§ WHAT TO WORK ON
The listing must be reproduced in full, exactly as it stands.
## Begin
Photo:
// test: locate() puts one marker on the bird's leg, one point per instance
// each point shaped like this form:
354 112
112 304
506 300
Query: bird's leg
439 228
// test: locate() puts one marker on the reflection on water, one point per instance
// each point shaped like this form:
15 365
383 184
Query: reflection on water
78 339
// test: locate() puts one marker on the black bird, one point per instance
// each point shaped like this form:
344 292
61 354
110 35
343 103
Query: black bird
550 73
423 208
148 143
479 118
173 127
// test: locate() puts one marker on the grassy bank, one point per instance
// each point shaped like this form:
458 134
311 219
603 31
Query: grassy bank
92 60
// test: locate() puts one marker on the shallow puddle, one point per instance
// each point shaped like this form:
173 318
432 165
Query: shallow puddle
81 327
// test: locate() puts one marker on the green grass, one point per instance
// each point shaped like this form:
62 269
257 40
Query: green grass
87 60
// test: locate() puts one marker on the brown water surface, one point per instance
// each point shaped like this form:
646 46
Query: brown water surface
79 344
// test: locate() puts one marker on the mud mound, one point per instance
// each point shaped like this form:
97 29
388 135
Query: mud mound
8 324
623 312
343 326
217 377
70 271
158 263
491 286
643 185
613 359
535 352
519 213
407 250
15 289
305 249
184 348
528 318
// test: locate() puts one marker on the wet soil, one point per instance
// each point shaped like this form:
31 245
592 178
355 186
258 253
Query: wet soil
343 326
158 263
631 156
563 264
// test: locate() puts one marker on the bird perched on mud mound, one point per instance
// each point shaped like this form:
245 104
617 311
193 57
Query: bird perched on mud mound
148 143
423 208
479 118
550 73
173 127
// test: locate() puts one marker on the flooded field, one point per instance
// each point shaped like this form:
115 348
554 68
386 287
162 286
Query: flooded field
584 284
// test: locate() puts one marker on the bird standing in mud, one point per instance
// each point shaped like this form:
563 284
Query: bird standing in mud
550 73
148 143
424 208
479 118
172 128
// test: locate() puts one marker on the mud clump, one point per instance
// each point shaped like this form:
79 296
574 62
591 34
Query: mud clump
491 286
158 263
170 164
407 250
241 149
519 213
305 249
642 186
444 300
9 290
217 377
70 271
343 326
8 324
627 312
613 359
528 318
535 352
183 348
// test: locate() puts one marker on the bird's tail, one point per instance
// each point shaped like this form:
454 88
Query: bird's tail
## End
§ EXERCISE ANSWER
Photo:
// test: locate() puts one marker on the bird's leg, one point per instance
// each point shaped like this form:
354 112
112 304
506 300
Query: bird's leg
439 228
// test: locate() puts one marker on the reflection on water, one point per instance
// each point shaped like this form:
15 365
383 184
Query: reflection on water
78 339
// test: locate() puts one marker on the black bird, one point per instance
// each point shaped like this form:
344 292
61 354
110 35
343 103
Query: black bird
550 73
423 208
148 143
479 118
173 127
// test: locate() puts one marker on the grassy bank, one point per instance
// each point shaped like this form:
458 134
311 219
603 31
Query: grassy bank
92 60
// test: locate() puts one marker on the shallow puddle, one point per instance
// each point shaped like this form:
173 318
432 165
Query: shallow puddle
81 327
// test: locate() puts one marker on the green grass, one point per instance
// each point shaped like this form:
62 269
257 40
Query: green grass
87 60
// test: locate() puts one marker on the brown water surface, one point per instance
// each point shaped like this form:
646 46
Query: brown water surface
79 344
// test: locate() puts one marker on the mud mound, one point per instance
// each point shaped like this form:
97 29
388 135
Query: mud mound
8 324
623 312
343 326
217 377
70 271
158 263
491 286
643 185
613 359
535 352
519 213
407 250
15 289
305 249
184 348
528 318
// test: locate() puts one marker on the wet soil, one point per instance
// each point shaped like this form:
31 245
592 178
355 186
258 253
Query: wet soil
343 326
158 263
631 156
563 264
// test: locate() puts one marker on the bird perched on mud mound, one point per instance
// each point shaped like this form:
245 104
617 311
193 57
Query: bird perched on mud mound
148 143
423 208
479 118
550 73
173 127
// test: locate() puts one marker on the flooded field, one point per instance
// each point shaped like this form:
115 348
554 68
386 287
162 286
Query: flooded field
584 284
// test: locate() puts one marker on the bird standing in mud, one point per instance
// each point shaped like this form:
563 284
Query: bird standing in mud
550 73
148 143
424 208
479 118
172 128
// test: locate() puts one marker on the mud clump, one point per instance
// each point shaped like this form:
79 296
574 62
591 34
Query: mud clump
491 286
158 263
170 164
407 250
241 149
519 213
305 249
642 186
444 300
9 290
217 377
70 271
343 326
8 324
627 312
613 359
528 318
535 352
183 348
// test: locate() puts one marker on the bird's tail, one point per instance
// each point shaped like this form:
454 88
Query: bird's tail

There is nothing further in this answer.